Copy the lines below from the first one through the line containing "x=1010 y=441", with both ends included. Omit the pictures from your copy.

Pointing dataset excerpts:
----

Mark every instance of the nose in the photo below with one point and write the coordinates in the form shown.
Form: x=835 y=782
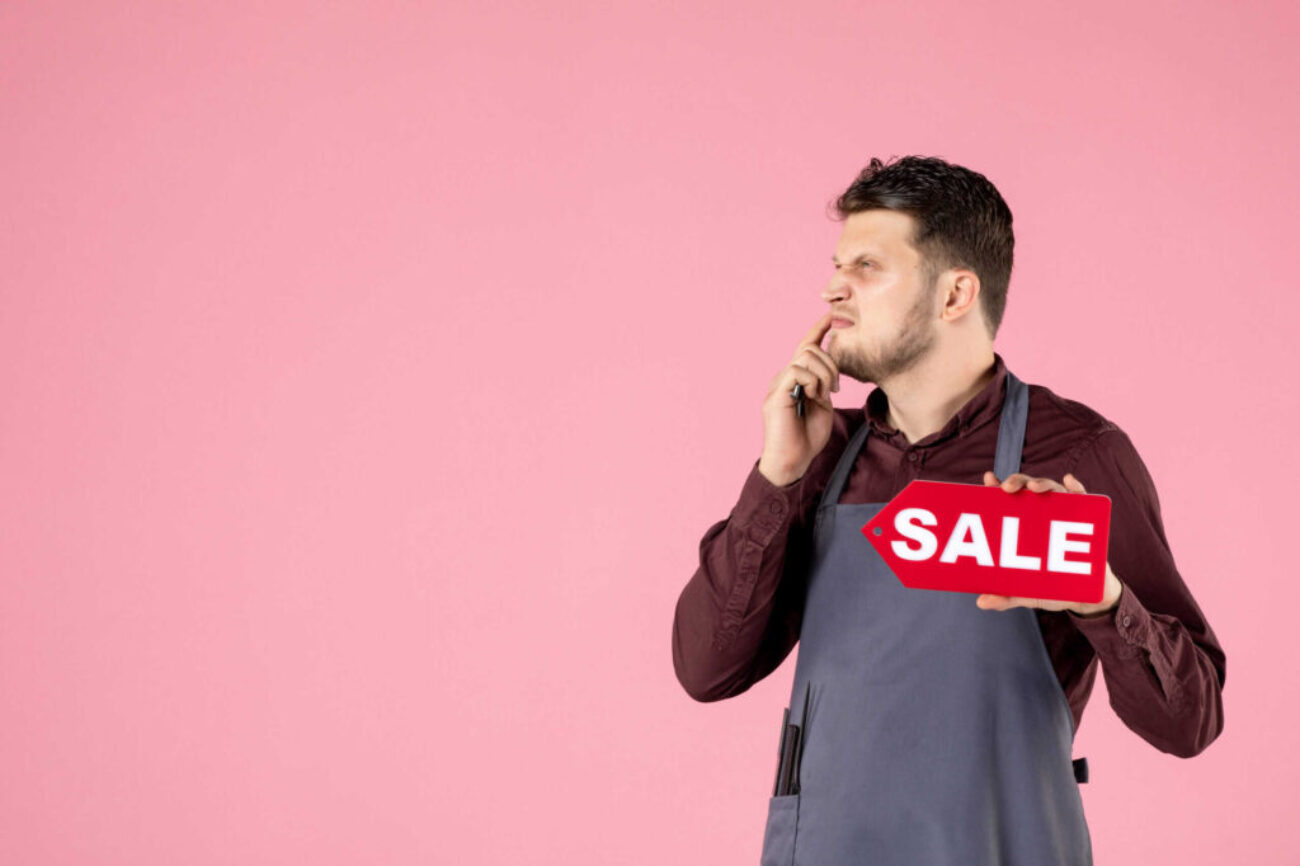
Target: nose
x=836 y=290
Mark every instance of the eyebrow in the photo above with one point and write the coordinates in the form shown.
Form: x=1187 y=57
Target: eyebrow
x=859 y=256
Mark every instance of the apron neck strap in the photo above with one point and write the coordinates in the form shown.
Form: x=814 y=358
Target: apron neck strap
x=1010 y=441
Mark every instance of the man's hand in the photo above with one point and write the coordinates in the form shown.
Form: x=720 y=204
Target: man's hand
x=789 y=441
x=1109 y=596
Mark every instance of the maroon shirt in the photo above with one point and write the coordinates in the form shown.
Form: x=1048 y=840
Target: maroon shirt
x=739 y=616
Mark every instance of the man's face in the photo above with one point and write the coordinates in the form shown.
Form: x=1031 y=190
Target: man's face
x=891 y=316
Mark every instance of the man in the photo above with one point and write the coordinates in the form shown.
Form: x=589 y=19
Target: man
x=935 y=727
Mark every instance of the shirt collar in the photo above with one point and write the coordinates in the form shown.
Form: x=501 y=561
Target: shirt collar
x=984 y=406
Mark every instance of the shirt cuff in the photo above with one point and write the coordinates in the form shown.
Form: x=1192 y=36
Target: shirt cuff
x=1122 y=631
x=765 y=509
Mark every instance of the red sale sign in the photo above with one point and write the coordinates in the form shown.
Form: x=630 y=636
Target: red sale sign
x=973 y=538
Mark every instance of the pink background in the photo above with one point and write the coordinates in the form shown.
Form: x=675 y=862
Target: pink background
x=371 y=373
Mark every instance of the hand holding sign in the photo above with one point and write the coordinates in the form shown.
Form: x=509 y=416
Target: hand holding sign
x=1035 y=548
x=1110 y=593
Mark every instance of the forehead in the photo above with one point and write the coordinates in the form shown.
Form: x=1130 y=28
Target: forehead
x=878 y=232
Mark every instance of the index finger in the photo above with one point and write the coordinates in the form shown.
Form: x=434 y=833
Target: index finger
x=818 y=332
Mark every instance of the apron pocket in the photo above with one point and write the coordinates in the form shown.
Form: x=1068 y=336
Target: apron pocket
x=779 y=838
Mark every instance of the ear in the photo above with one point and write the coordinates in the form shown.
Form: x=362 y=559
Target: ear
x=962 y=293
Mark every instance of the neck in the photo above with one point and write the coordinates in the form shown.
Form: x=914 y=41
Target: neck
x=926 y=397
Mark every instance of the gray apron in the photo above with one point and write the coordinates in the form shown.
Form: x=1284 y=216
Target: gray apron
x=936 y=732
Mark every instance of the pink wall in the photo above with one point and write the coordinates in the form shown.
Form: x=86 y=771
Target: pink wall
x=371 y=373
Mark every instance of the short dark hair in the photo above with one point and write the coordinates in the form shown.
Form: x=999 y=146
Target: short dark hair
x=961 y=220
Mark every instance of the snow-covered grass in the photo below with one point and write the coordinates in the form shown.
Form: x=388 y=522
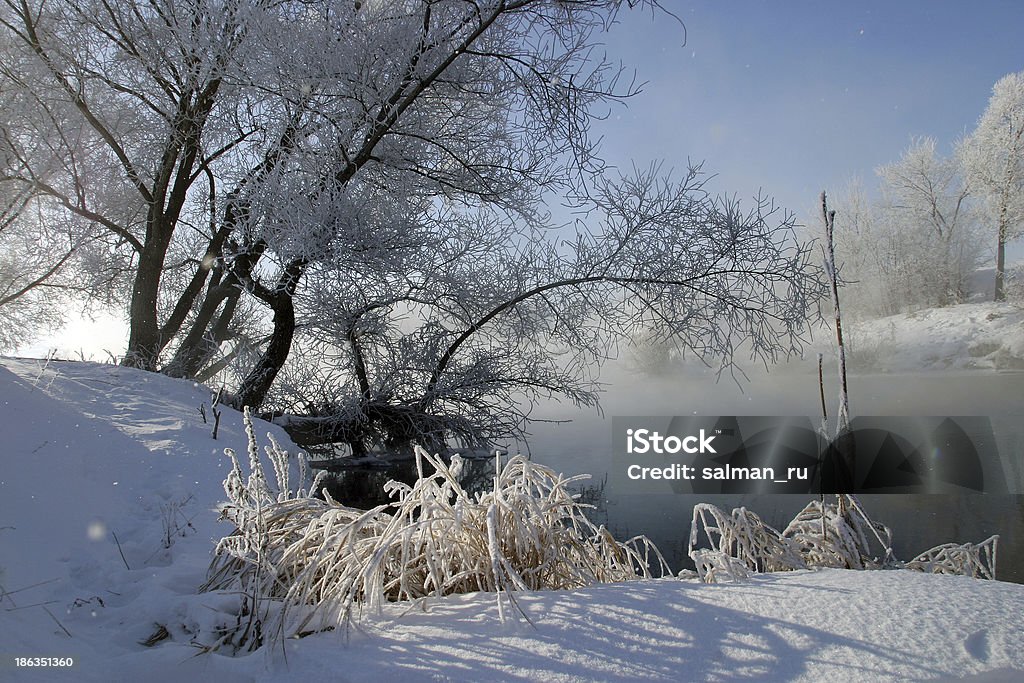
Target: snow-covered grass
x=322 y=563
x=109 y=492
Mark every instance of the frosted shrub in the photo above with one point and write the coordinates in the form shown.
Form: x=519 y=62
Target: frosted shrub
x=820 y=536
x=322 y=562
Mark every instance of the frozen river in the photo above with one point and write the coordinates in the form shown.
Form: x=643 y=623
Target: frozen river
x=919 y=521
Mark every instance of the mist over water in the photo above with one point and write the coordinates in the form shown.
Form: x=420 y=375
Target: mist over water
x=919 y=521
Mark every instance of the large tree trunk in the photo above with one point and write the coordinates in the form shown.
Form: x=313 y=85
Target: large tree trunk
x=1000 y=264
x=145 y=341
x=257 y=383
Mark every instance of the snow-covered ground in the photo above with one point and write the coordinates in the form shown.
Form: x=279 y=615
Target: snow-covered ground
x=108 y=485
x=988 y=336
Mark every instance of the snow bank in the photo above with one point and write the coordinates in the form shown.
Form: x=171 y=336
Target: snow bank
x=90 y=452
x=969 y=336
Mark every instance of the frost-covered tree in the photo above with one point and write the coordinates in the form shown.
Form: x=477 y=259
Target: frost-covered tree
x=929 y=237
x=459 y=347
x=993 y=160
x=367 y=183
x=130 y=117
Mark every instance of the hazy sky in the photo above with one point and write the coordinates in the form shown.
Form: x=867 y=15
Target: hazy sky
x=799 y=96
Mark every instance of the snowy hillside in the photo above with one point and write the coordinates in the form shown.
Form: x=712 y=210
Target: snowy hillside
x=110 y=478
x=986 y=336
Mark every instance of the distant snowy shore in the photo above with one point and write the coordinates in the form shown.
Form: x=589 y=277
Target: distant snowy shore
x=107 y=494
x=971 y=336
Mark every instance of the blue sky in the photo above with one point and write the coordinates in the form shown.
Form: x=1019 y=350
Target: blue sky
x=798 y=96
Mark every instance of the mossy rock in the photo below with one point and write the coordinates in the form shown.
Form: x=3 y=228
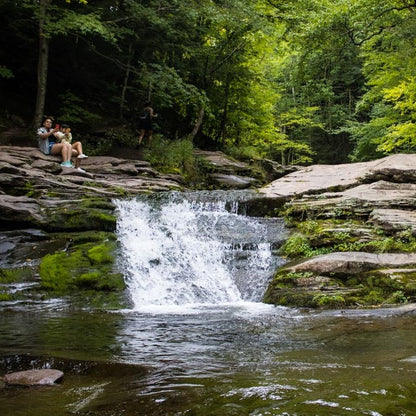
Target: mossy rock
x=84 y=266
x=87 y=214
x=369 y=289
x=16 y=275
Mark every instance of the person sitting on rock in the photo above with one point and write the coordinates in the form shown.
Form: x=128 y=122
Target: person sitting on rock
x=48 y=143
x=64 y=135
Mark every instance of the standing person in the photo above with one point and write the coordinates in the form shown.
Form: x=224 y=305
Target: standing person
x=64 y=135
x=145 y=122
x=49 y=145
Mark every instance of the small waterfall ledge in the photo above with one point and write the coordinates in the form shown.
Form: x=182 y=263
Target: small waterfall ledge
x=194 y=248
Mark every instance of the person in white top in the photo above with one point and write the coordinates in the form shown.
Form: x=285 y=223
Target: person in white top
x=64 y=135
x=48 y=144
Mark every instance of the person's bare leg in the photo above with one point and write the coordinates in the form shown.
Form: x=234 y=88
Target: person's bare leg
x=62 y=149
x=78 y=147
x=75 y=154
x=142 y=132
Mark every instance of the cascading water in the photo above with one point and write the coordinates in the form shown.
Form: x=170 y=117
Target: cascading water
x=186 y=249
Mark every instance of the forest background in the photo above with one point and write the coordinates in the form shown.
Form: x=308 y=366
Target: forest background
x=299 y=82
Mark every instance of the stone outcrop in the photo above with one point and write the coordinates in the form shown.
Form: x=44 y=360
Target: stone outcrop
x=355 y=205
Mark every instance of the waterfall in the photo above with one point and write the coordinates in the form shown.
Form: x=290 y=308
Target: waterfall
x=181 y=249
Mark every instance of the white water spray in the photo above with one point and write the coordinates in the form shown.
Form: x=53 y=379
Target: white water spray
x=176 y=251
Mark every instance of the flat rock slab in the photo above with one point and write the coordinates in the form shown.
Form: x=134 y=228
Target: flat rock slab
x=354 y=262
x=320 y=178
x=33 y=377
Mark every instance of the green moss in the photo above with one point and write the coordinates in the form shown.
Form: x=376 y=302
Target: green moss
x=84 y=267
x=15 y=275
x=6 y=297
x=100 y=254
x=309 y=290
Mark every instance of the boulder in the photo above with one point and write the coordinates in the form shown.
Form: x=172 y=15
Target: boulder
x=347 y=263
x=33 y=377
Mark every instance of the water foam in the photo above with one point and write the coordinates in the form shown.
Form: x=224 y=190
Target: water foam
x=182 y=252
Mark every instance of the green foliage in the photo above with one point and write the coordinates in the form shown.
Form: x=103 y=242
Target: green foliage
x=74 y=113
x=86 y=266
x=297 y=82
x=15 y=275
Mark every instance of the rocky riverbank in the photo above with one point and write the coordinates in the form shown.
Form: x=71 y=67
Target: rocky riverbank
x=57 y=224
x=353 y=237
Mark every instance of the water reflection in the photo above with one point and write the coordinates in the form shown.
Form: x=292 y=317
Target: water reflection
x=221 y=360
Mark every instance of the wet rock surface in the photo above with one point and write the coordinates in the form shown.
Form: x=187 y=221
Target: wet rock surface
x=34 y=377
x=369 y=206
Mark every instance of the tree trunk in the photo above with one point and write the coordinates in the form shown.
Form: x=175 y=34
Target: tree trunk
x=125 y=83
x=43 y=58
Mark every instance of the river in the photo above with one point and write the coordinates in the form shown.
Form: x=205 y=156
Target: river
x=197 y=340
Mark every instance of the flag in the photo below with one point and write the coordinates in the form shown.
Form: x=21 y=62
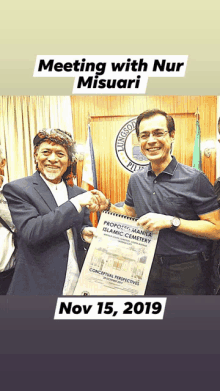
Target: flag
x=197 y=161
x=89 y=170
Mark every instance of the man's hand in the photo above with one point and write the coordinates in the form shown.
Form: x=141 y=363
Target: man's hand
x=154 y=221
x=89 y=200
x=102 y=200
x=88 y=234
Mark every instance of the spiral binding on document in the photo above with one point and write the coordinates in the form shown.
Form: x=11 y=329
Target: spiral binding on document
x=122 y=216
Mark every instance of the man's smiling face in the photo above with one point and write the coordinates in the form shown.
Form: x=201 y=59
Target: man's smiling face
x=156 y=149
x=52 y=160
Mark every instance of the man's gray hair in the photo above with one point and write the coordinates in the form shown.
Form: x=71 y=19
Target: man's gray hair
x=2 y=154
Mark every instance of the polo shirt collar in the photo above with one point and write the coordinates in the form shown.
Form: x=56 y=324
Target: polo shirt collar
x=168 y=170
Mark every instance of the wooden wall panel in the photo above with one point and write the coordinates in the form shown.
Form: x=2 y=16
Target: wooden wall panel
x=109 y=113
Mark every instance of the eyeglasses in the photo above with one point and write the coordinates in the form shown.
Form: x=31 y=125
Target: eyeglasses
x=156 y=134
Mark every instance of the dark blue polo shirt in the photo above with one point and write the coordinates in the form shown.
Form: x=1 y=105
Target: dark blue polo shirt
x=180 y=191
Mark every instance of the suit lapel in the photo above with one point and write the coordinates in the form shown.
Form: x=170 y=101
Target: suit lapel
x=44 y=191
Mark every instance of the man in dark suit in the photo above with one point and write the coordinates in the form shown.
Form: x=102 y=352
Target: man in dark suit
x=51 y=218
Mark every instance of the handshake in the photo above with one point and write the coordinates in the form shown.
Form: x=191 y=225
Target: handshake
x=94 y=200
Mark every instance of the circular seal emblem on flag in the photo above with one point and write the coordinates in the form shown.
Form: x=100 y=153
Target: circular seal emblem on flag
x=127 y=148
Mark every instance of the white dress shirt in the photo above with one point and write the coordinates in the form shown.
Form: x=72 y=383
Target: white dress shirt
x=7 y=248
x=60 y=194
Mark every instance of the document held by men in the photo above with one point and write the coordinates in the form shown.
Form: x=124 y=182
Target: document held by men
x=119 y=259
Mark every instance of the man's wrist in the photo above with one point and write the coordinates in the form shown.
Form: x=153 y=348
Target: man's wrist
x=108 y=206
x=175 y=223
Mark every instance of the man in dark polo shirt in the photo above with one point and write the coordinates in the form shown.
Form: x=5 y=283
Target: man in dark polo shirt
x=176 y=200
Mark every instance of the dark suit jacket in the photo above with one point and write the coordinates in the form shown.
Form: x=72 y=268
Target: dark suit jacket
x=43 y=245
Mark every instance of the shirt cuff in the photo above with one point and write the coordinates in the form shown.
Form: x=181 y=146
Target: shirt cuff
x=75 y=202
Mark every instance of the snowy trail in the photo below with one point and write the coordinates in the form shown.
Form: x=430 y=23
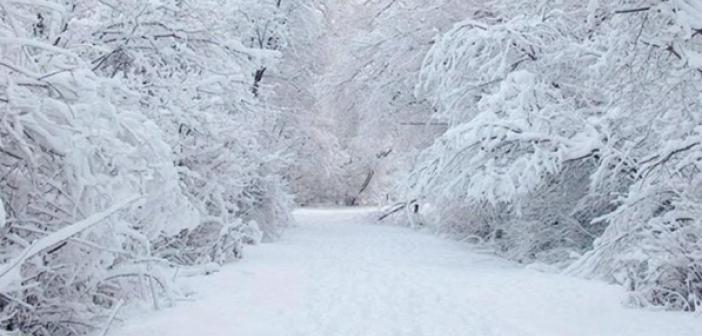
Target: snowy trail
x=335 y=275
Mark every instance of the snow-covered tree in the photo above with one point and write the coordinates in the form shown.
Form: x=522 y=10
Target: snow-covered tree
x=572 y=128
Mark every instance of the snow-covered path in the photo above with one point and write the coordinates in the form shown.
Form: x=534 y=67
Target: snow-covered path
x=335 y=275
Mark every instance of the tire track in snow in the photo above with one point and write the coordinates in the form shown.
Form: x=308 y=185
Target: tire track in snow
x=338 y=275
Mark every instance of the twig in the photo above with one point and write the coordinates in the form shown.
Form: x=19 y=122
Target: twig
x=112 y=317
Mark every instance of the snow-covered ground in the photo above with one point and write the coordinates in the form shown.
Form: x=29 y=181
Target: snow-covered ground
x=337 y=274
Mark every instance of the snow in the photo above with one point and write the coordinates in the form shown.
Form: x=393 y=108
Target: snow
x=339 y=274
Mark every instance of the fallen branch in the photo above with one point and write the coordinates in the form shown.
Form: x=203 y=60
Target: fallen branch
x=58 y=237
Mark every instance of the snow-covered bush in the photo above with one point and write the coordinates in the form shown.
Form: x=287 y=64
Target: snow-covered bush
x=130 y=142
x=573 y=127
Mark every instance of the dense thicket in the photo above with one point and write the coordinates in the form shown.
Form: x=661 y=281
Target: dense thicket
x=136 y=139
x=574 y=139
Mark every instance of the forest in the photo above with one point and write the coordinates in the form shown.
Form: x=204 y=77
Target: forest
x=142 y=139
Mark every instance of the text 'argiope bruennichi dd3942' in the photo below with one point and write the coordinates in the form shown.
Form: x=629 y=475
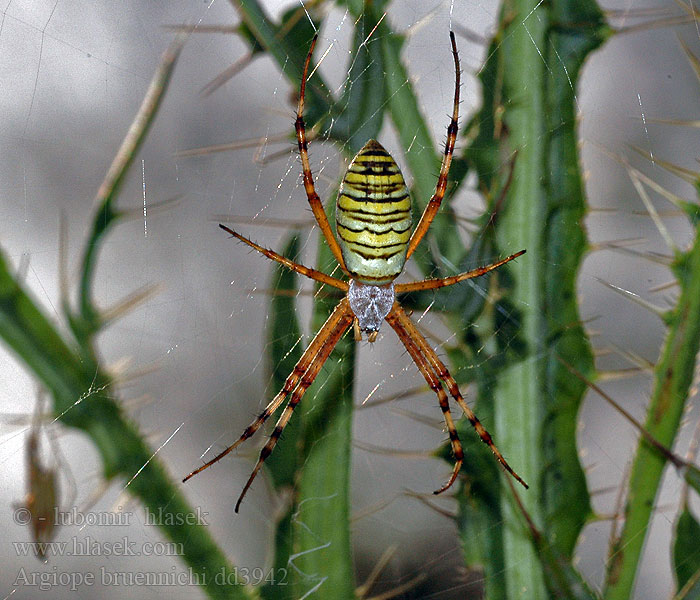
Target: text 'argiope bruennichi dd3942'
x=373 y=224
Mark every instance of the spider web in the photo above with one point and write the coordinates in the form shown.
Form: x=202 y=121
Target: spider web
x=74 y=74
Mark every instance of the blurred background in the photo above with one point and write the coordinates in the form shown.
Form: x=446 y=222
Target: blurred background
x=72 y=77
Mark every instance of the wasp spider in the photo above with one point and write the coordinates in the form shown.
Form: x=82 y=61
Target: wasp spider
x=373 y=223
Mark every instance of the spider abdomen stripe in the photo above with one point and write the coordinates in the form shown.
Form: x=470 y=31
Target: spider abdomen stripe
x=373 y=216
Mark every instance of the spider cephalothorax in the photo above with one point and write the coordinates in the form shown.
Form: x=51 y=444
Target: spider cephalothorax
x=373 y=223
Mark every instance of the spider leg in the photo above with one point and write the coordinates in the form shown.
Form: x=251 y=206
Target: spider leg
x=397 y=316
x=329 y=341
x=307 y=360
x=314 y=200
x=434 y=205
x=435 y=385
x=290 y=264
x=431 y=284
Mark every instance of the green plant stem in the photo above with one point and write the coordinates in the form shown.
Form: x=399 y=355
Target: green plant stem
x=82 y=396
x=322 y=558
x=672 y=380
x=518 y=417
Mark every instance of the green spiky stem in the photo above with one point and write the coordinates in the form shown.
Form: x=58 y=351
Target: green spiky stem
x=673 y=376
x=518 y=419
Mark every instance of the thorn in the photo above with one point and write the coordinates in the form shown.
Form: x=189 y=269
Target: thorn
x=670 y=456
x=687 y=175
x=623 y=243
x=641 y=191
x=654 y=257
x=664 y=286
x=635 y=298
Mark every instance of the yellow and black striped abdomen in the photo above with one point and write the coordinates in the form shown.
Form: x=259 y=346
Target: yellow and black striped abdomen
x=373 y=216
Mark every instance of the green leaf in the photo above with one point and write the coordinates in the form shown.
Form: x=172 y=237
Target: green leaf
x=322 y=551
x=686 y=555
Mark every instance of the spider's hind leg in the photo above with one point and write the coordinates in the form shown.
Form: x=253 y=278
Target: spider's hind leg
x=325 y=340
x=416 y=344
x=434 y=383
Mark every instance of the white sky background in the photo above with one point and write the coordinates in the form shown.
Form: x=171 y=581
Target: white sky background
x=72 y=75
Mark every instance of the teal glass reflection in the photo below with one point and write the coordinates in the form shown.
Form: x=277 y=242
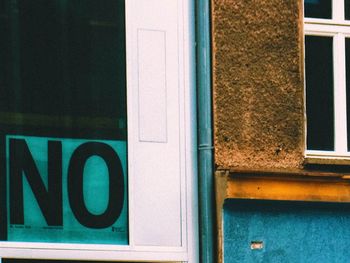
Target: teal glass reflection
x=63 y=80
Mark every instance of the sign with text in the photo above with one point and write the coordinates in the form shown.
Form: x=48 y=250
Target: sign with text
x=66 y=190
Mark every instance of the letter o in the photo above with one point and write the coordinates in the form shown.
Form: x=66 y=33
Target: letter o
x=75 y=185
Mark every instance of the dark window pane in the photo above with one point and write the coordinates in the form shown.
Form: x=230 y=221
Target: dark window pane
x=64 y=60
x=319 y=92
x=347 y=57
x=347 y=9
x=318 y=8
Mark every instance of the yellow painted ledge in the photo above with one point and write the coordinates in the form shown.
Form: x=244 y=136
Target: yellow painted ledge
x=273 y=186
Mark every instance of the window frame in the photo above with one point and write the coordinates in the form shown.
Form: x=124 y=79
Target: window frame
x=339 y=29
x=187 y=250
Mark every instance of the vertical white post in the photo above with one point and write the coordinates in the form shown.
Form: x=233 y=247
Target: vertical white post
x=338 y=10
x=340 y=119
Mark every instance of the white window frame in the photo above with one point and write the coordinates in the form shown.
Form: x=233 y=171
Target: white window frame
x=187 y=250
x=339 y=29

----

▶ _The response_:
Mark every instance of the nose in the photo below with one point and write the coordinates in the form shown.
Form: x=835 y=782
Target: nose
x=836 y=290
Mark every instance of the eyebrow in the photo above with one point and write the coordinates in the form shown.
Form: x=1187 y=57
Target: eyebrow
x=859 y=256
Mark every instance of the apron neck strap in the photo above with one point and write the coordinates in the form shown.
Form: x=814 y=358
Target: apron neck strap
x=1010 y=441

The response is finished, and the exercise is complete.